(Dataset excerpts)

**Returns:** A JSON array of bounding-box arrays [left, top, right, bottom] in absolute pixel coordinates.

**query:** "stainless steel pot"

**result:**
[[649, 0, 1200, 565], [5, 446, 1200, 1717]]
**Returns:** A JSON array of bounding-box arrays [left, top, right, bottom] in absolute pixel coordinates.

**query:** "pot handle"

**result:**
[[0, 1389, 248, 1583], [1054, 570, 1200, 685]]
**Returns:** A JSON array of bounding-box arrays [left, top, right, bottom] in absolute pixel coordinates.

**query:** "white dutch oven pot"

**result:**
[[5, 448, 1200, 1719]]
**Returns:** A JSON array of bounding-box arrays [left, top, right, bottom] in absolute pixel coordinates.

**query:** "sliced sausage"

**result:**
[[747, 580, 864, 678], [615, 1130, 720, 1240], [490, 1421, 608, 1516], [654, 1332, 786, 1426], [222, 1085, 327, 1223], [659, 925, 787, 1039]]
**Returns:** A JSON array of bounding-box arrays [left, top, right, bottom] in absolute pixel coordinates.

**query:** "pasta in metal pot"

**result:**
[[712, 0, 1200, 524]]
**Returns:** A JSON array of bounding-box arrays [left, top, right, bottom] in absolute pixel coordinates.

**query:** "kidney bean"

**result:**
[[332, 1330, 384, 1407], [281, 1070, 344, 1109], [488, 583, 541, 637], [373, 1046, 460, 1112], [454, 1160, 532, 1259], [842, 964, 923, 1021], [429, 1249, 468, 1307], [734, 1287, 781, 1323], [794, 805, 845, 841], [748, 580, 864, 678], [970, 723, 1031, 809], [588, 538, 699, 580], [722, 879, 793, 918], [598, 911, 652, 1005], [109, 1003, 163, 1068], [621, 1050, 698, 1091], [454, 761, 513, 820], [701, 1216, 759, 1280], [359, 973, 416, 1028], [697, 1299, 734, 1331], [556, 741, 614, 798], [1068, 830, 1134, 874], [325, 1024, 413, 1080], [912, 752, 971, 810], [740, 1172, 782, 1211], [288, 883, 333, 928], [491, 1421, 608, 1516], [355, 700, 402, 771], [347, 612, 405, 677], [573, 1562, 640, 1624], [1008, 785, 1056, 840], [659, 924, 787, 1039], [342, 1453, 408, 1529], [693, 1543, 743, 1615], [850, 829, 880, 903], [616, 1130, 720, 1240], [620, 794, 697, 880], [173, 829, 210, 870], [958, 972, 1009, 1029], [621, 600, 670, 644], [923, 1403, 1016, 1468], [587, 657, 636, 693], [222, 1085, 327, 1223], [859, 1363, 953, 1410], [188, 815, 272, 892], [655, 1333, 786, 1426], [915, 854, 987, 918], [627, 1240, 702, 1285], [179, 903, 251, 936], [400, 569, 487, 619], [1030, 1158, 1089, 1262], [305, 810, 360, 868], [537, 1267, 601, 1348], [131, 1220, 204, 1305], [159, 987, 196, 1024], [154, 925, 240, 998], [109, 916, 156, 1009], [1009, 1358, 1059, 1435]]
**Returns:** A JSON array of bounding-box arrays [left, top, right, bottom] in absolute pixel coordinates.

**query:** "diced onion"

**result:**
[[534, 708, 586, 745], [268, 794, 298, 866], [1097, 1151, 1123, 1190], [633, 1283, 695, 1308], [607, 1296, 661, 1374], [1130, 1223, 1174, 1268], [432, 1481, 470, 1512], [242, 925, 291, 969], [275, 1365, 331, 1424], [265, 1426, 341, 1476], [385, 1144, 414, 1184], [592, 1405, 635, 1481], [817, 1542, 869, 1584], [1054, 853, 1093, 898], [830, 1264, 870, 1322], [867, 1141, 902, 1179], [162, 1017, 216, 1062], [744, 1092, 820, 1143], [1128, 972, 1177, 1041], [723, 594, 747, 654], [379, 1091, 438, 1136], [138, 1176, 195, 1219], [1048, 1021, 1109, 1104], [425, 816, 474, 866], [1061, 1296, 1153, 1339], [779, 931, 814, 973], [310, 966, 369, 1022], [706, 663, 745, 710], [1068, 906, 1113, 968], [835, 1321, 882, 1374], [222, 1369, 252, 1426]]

> _PROBLEM DESCRIPTION_: An exact copy of every record is needed; write it out in full.

> _ANSWER FOR THIS EXERCISE_:
**Returns:** A JSON array of bounding-box arrays [left, top, right, bottom] in absolute pixel coordinates.

**query:** "stainless steel pot"

**result:**
[[649, 0, 1200, 565], [5, 446, 1200, 1717]]
**Returns:** A JSON array of bounding-box arrays [left, top, right, bottom] in absolute pixel coordinates.

**query:** "pot handle"

**result:**
[[0, 1389, 248, 1583], [1054, 570, 1200, 685]]
**Returns:** A JSON array of bounding-box arrays [left, top, right, bottom] in absolute pixel coordinates.

**query:** "white dutch oven pot"

**result:**
[[5, 448, 1200, 1719]]
**Returns:** A JSON array of bounding-box arrays [left, top, right, bottom] in absolute pixel coordinates.

**query:** "sliced sausage"

**result:**
[[747, 580, 864, 678], [615, 1130, 720, 1240], [490, 1421, 608, 1516], [654, 1332, 786, 1426], [222, 1085, 327, 1223], [659, 925, 787, 1039]]
**Returns:** A JSON array of bounding-box arrays [left, top, right, bottom] in absolute pixel coordinates.

**query:** "pasta in metal pot"

**result:**
[[712, 0, 1200, 524]]
**Returns:** A JSON array of bounding-box arrays [left, top, right, bottom] in absolute pixel coordinates.

**query:** "kidney bean"

**result:**
[[332, 1330, 384, 1407], [281, 1070, 344, 1109], [488, 583, 541, 637], [373, 1046, 460, 1112], [454, 1160, 532, 1259], [842, 964, 923, 1021], [429, 1249, 468, 1307], [734, 1287, 781, 1323], [794, 805, 845, 841], [748, 580, 864, 678], [970, 723, 1031, 809], [588, 538, 699, 580], [722, 879, 793, 918], [598, 911, 652, 1005], [109, 1003, 163, 1068], [621, 1050, 698, 1091], [454, 761, 513, 820], [701, 1216, 759, 1280], [359, 973, 416, 1028], [697, 1299, 734, 1331], [556, 741, 614, 798], [1068, 830, 1134, 874], [325, 1024, 413, 1080], [912, 752, 971, 810], [740, 1172, 782, 1211], [288, 883, 333, 928], [491, 1421, 608, 1516], [355, 700, 402, 771], [347, 612, 405, 677], [573, 1562, 640, 1624], [1008, 785, 1056, 840], [659, 924, 787, 1039], [342, 1453, 408, 1529], [693, 1543, 743, 1615], [850, 829, 880, 903], [616, 1130, 720, 1240], [620, 794, 697, 880], [173, 829, 210, 870], [958, 972, 1009, 1029], [621, 600, 670, 644], [923, 1403, 1016, 1468], [587, 657, 636, 693], [222, 1085, 327, 1223], [859, 1363, 953, 1410], [188, 815, 272, 892], [655, 1333, 786, 1426], [915, 854, 987, 918], [627, 1240, 702, 1285], [179, 903, 251, 936], [400, 569, 487, 619], [1030, 1158, 1089, 1262], [305, 810, 360, 868], [537, 1267, 601, 1348], [131, 1220, 204, 1305], [159, 987, 196, 1024], [154, 925, 240, 998], [109, 916, 156, 1009], [1009, 1358, 1059, 1435]]
**Returns:** A JSON array of bounding-box arrays [left, top, right, bottom] in absolute pixel coordinates.

**query:** "diced onion"

**result:**
[[534, 708, 586, 745], [268, 794, 298, 866], [1097, 1151, 1123, 1190], [633, 1283, 695, 1308], [607, 1296, 661, 1374], [1130, 1223, 1174, 1268], [432, 1481, 470, 1512], [242, 925, 291, 969], [275, 1365, 331, 1424], [265, 1426, 341, 1476], [385, 1144, 414, 1184], [592, 1405, 635, 1481], [817, 1542, 869, 1584], [1054, 853, 1093, 898], [830, 1264, 870, 1322], [867, 1141, 902, 1179], [162, 1017, 216, 1062], [744, 1092, 820, 1143], [1128, 972, 1177, 1041], [723, 594, 747, 654], [379, 1091, 438, 1136], [138, 1176, 195, 1219], [1048, 1021, 1109, 1104], [425, 816, 474, 866], [1061, 1296, 1153, 1339], [779, 931, 814, 973], [310, 966, 369, 1022], [706, 663, 745, 710], [1068, 906, 1113, 968], [835, 1321, 882, 1374], [222, 1369, 252, 1426]]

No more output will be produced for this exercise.